Un fattore che diede notevole slancio al rinnovamento degli studi fu il passaggio dalla dimensione dello Studio gesuitico alla nuova temperie culturale dell'Università regia, che segnò la nascita di una comunità accademica particolarmente coesa e ben consapevole della propria identità e del proprio ruolo. Del resto, le stesse modalità di reclutamento, la nomina regia e la stretta dipendenza dal ministero conferivano ai docenti dell'Ateneo riformato uno status professionale abbastanza particolare, che in linea con le riforme da tempo avviate nell'Università torinese tendeva a trasformarli in funzionari statali, distaccandoli nettamente dall'esperienza dell'antico Studio19.

Non dovette però esser facile amalgamare provenienze così eterogenee com'erano quelle del nuovo corpo docente dell'ateneo. In realtà, per riuscire a impiantare, in un ambiente in parte prevenuto e ostile, una tradizione accademica così fortemente connotata in chiave assolutistica, diventava indispensabile che la nuova università mostrasse subito la propria superiorità sul piano dell'efficienza didattica e organizzativa rispetto all'esperienza dell'antico Studio. La sfida era ben chiara agli artefici della riforma, che non a caso indicavano nell'allineamento dei nuovi ordinamenti a quelli dell'Ateneo cagliaritano il provvedimento che avrebbe finalmente assicurato anche al Capo settentrionale gli stessi «vantaggi di uno Studio ben ordinato» e un assetto universitario «d'egual lustro e floridezza»20.

## Obiettivo 1
Rispondi a queste domande sul brano dedicato alla riforma universitaria:
(a) Quali tre fattori davano ai docenti dell'Ateneo riformato uno status professionale particolare?
(b) In che cosa tendeva a trasformare i docenti quello status?
(c) Gli ordinamenti di quale ateneo dovevano essere presi a modello per i nuovi?
## Obiettivo 2
Prosegui il brano sulla riforma universitaria a partire dalla sua ultima frase.

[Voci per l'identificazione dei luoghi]
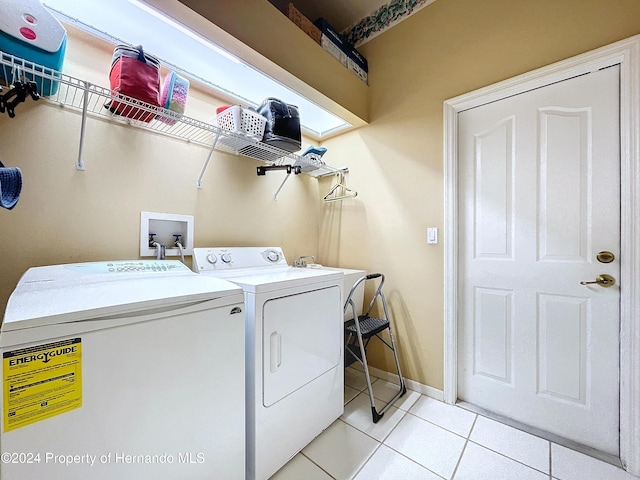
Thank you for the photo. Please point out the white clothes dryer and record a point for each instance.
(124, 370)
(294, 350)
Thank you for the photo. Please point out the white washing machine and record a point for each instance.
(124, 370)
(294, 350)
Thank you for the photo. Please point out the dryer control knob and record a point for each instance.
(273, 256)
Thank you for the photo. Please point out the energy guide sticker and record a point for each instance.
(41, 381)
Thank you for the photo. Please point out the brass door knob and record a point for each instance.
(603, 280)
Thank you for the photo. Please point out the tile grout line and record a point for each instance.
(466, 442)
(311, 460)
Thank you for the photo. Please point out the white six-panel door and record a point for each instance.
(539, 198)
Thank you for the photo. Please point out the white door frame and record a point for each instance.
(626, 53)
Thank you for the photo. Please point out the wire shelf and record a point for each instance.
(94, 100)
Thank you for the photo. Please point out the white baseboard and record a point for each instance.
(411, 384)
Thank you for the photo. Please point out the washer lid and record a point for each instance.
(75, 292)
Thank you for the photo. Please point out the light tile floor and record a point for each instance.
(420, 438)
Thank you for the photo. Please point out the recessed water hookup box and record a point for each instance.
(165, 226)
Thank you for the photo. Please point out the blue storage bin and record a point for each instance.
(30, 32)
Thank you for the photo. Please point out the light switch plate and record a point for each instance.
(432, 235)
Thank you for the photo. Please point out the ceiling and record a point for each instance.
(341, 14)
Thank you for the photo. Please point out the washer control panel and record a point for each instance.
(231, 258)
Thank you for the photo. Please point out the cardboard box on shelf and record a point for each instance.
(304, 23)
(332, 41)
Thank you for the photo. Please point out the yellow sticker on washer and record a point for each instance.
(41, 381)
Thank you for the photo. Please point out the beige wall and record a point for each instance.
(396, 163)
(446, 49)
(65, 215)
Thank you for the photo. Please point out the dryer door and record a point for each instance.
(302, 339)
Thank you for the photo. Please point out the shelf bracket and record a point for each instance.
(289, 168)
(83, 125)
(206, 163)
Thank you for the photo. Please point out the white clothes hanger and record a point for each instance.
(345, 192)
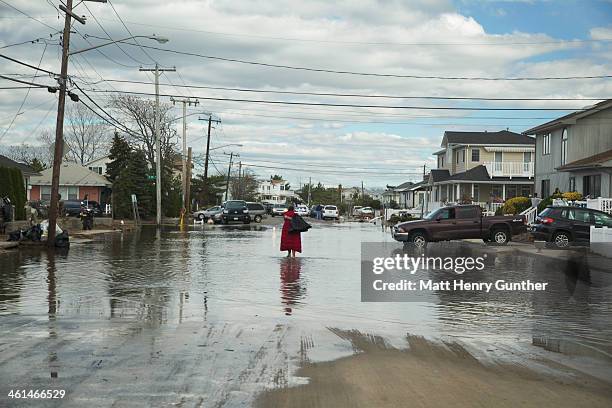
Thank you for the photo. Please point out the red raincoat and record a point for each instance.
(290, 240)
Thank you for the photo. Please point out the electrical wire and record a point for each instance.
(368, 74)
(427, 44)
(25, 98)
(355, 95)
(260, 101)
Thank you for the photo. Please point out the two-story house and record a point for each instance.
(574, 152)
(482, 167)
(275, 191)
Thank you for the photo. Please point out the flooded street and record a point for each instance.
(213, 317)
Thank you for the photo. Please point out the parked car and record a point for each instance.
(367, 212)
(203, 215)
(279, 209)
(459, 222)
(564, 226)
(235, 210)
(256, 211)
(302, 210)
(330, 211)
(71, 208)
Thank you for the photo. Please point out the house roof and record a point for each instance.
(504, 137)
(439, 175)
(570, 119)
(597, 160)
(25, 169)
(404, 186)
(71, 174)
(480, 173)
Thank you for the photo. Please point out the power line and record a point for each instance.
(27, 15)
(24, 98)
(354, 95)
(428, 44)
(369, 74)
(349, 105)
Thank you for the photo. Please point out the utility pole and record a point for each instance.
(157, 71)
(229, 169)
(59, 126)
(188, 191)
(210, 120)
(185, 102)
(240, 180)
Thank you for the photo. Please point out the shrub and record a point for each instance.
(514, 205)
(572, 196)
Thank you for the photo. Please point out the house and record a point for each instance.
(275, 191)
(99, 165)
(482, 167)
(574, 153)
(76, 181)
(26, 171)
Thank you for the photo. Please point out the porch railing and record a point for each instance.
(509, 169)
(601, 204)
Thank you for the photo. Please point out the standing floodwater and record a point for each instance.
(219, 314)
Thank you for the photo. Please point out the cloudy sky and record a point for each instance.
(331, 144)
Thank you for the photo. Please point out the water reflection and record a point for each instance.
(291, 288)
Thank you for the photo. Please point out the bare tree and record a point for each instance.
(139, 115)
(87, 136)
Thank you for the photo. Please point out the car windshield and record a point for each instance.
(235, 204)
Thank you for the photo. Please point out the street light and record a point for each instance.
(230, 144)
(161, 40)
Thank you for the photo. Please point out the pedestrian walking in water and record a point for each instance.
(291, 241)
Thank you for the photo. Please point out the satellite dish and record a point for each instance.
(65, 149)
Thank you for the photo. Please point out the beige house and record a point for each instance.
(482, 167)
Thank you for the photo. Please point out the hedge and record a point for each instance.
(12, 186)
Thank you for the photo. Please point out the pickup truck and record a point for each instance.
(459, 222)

--

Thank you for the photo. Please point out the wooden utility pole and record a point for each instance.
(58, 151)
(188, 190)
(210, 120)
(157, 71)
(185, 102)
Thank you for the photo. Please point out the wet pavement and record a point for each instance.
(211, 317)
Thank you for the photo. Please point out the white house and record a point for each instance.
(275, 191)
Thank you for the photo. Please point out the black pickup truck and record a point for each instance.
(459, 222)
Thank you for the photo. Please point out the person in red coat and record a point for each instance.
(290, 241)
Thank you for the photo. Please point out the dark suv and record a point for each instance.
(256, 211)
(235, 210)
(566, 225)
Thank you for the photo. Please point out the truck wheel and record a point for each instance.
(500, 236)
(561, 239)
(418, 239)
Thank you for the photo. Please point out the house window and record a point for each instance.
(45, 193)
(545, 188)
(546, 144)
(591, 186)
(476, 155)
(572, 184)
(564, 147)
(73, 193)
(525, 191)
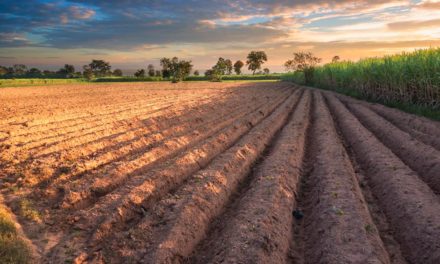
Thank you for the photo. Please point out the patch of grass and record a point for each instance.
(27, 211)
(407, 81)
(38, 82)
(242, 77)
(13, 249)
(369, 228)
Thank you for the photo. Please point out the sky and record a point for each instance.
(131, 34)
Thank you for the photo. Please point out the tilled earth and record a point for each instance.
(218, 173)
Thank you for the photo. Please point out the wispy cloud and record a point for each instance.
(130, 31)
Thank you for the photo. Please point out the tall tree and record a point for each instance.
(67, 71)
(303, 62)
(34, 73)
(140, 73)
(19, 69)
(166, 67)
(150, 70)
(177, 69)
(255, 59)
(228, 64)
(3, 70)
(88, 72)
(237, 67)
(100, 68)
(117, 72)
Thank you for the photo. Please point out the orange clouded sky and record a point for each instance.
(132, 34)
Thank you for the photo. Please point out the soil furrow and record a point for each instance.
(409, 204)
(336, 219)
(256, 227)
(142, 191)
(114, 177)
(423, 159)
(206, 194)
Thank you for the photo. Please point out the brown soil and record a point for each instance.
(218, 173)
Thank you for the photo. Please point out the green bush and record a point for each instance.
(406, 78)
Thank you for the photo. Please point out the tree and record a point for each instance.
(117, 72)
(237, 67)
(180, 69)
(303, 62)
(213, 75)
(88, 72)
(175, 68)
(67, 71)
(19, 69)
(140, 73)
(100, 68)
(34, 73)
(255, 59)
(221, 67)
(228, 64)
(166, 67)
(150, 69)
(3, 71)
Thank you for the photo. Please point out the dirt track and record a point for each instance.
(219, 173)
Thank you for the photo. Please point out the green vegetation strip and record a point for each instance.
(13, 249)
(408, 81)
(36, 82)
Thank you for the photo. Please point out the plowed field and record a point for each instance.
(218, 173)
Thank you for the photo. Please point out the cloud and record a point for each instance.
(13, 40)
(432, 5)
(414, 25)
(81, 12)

## Risposta 1
(a) Le modalità di reclutamento, la nomina regia e la stretta dipendenza dal ministero.
(b) In funzionari statali.
(c) Quelli dell'Ateneo cagliaritano.

## Risposta 2
Di qui l'attenzione quasi ossessiva con cui il ministro seguiva tutti gli aspetti della vita universitaria, dall'organizzazione dei corsi al funzionamento dei collegi dottorali, dall'andamento del bilancio ai contenuti delle lezioni. Tanta cura riservata perfino ai dettagli non era però solo una tipica manifestazione del centralismo assolutistico sabaudo, né un'ulteriore testimonianza del solido e pragmatico riformismo boginiano, bensì la riprova dell'importanza che veniva attribuita al buon funzionamento dell'organizzazione didattica come cardine della nuova Università restaurata. In realtà, a scorrere il fittissimo carteggio che Bogino intrattenne sui più disparati aspetti della vita universitaria non si può non restare colpiti dal ruolo di sapiente regista che il ministro svolse nella rifondazione dell'Ateneo sassarese e nella delicata fase della prima attuazione della riforma.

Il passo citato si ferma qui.